* [Short problem]
Reproduce the data below verbatim, beginning with the line that contains "to chimpanzee's arm." and continuing through the line that contains "top-left (38, 620), bottom-right (334, 718)", with both of those lines included.

* [Listed entries]
* BEGIN *

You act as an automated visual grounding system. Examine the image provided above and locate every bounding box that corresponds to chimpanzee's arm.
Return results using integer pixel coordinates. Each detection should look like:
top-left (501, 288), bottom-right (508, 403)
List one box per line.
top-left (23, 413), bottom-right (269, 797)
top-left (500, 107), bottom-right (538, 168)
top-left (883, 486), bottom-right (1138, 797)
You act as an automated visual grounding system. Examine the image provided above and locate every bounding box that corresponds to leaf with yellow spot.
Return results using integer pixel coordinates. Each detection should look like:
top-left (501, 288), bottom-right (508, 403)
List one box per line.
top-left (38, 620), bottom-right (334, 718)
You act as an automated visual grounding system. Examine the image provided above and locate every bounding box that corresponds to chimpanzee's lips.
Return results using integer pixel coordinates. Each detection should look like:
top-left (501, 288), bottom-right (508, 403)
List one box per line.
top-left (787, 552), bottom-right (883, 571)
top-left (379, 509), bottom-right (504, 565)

* END *
* BEGIN *

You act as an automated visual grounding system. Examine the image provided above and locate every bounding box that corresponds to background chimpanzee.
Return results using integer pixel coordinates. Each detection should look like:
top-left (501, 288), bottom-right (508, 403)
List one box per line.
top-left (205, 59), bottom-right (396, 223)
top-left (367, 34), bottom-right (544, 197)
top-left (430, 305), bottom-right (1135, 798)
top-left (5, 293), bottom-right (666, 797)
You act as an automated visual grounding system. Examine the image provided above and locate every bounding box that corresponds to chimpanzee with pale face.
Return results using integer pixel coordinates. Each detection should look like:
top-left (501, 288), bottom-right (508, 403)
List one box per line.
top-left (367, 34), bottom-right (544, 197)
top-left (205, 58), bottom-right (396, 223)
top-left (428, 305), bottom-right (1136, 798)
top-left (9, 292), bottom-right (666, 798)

* END *
* BEGIN *

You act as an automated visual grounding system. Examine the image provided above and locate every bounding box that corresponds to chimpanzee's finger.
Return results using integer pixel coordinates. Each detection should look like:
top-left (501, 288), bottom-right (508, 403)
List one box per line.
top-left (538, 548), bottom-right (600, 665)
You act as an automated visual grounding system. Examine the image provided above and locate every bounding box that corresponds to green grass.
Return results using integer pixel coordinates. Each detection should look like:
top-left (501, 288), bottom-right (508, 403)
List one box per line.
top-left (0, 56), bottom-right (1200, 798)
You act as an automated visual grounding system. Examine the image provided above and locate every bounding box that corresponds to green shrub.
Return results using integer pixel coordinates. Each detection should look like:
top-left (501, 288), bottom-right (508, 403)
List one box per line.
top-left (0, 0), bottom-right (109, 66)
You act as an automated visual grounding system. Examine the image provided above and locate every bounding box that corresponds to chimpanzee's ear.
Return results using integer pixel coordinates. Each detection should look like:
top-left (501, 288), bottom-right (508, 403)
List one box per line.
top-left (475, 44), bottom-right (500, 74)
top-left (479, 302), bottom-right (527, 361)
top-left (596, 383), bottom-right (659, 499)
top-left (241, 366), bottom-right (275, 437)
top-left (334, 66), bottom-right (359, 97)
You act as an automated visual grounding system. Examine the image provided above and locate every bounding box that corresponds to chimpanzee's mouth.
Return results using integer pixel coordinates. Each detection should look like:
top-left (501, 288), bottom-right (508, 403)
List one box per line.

* END *

* [Answer to this exercise]
You act as an automated visual grounding system. Examine the image provided above and locate every bounding box that corresponds to chimpanzee's arm.
Return results using integer pixel coordinates. Each detection should look like:
top-left (501, 288), bottom-right (508, 403)
List one box per line.
top-left (23, 413), bottom-right (269, 797)
top-left (500, 107), bottom-right (538, 168)
top-left (883, 486), bottom-right (1138, 797)
You act as an automated visual grounding system. Examine the image provided above and locate every bounding box that corresponds to leaf with yellow spot.
Return results using integer pixel coordinates. Each detection should look like:
top-left (501, 288), bottom-right (508, 403)
List one box per line.
top-left (38, 620), bottom-right (334, 718)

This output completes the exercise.